> [Provided passage]
# # # # #

Benchmarks¶

Honest, reproducible measurements. Every number here can be regenerated with a single command and a clean Python 3.11 venv.

What this page is: a defence of the one-dependency, loop-first design choice against frameworks that give up more to do more.

What this page is not: an end-to-end agent benchmark. None of these numbers say anything about how well any framework solves a task. They measure what you pay for loading it.

All runs: Python 3.11.13, Linux x86_64, uv-managed venvs, PyPI wheels from 2026-04-21. See the scripts/ directory for the scripts — they're short enough to read.

Cold import time¶

The time from python -c "import <pkg>" to interpreter exit. Measured as median wall-clock of 9 fresh subprocess runs (so no warm bytecode cache).

python scripts/bench_cold_import.py --runs 9 --markdown

Framework	Version	Median cold import	vs looplet
`looplet`	0.1.7	289 ms	—
`strands-agents`	1.36.0	1 885 ms	6.5×
`langgraph`	1.1.9	2 294 ms	7.9×
`claude-agent-sdk`	0.1.65	2 409 ms	8.3×
`pydantic-ai`	1.85.1	3 975 ms	13.8×

Why it matters: agents are increasingly invoked as CLI tools, serverless functions, and hot-reload dev loops. A 3-second import tax is the difference between "snappy" and "go get coffee" for every invocation that doesn't reuse a warm process. looplet's single-dependency core (typing_extensions for Python <3.12) leaves no room for surprises.

Dependency footprint¶

Count of third-party packages installed into a fresh venv by pip install <pkg>, minus pip, setuptools, and wheel.

python scripts/bench_dep_footprint.py --markdown

Install	Packages installed
`pip install looplet`	1 (just `looplet` — zero runtime deps)
`pip install looplet[all]`	20
`pip install claude-agent-sdk`	30
`pip install langgraph`	31
`pip install strands-agents`	49
`pip install pydantic-ai`	144

looplet[all] pulls in the official openai and anthropic SDKs plus their transitive deps. If you bring your own HTTP client, stay on core looplet and write a 20-line LLMBackend adapter — see docs/recipes.md.

Why it matters: every package in your environment is a potential supply-chain surface, a potential version-conflict, and a potential wheel-download delay for your container or Lambda. 144 transitive dependencies is not a free choice — it's an ambient cost.

What we don't claim¶

looplet is not faster at running tools, better at prompting, or more accurate at any task than the frameworks above. Per-step latency is dominated by the LLM round-trip; per-task accuracy depends on prompts, tools, and the model you choose.

# # # # #

> [Required action 1] According to the benchmarks page, how many fresh subprocess runs is the median cold import time taken over?
> [Required action 2] Reproduce the benchmarks page from "looplet[all] pulls in" up to and including "model you choose.".

> [Data below]
# # # # #

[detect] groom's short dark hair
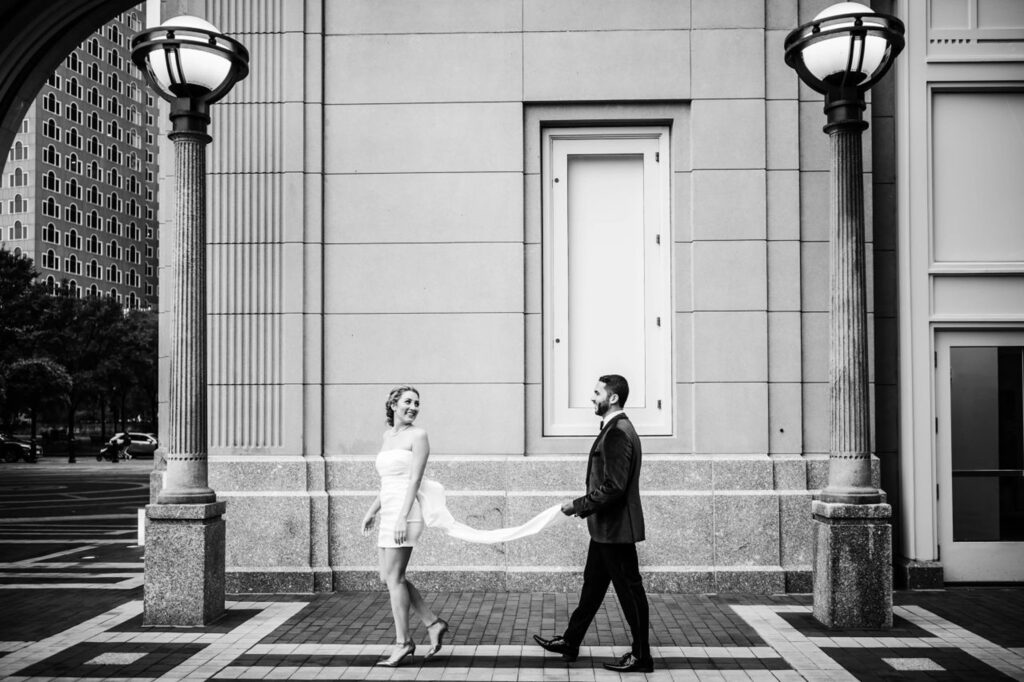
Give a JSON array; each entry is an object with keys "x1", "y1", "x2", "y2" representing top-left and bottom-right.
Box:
[{"x1": 598, "y1": 374, "x2": 630, "y2": 408}]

# # # # #

> [Your solution 1] 9

> [Your solution 2]
looplet[all] pulls in the official openai and anthropic SDKs plus their transitive deps. If you bring your own HTTP client, stay on core looplet and write a 20-line LLMBackend adapter — see docs/recipes.md.

Why it matters: every package in your environment is a potential supply-chain surface, a potential version-conflict, and a potential wheel-download delay for your container or Lambda. 144 transitive dependencies is not a free choice — it's an ambient cost.

What we don't claim¶

looplet is not faster at running tools, better at prompting, or more accurate at any task than the frameworks above. Per-step latency is dominated by the LLM round-trip; per-task accuracy depends on prompts, tools, and the model you choose.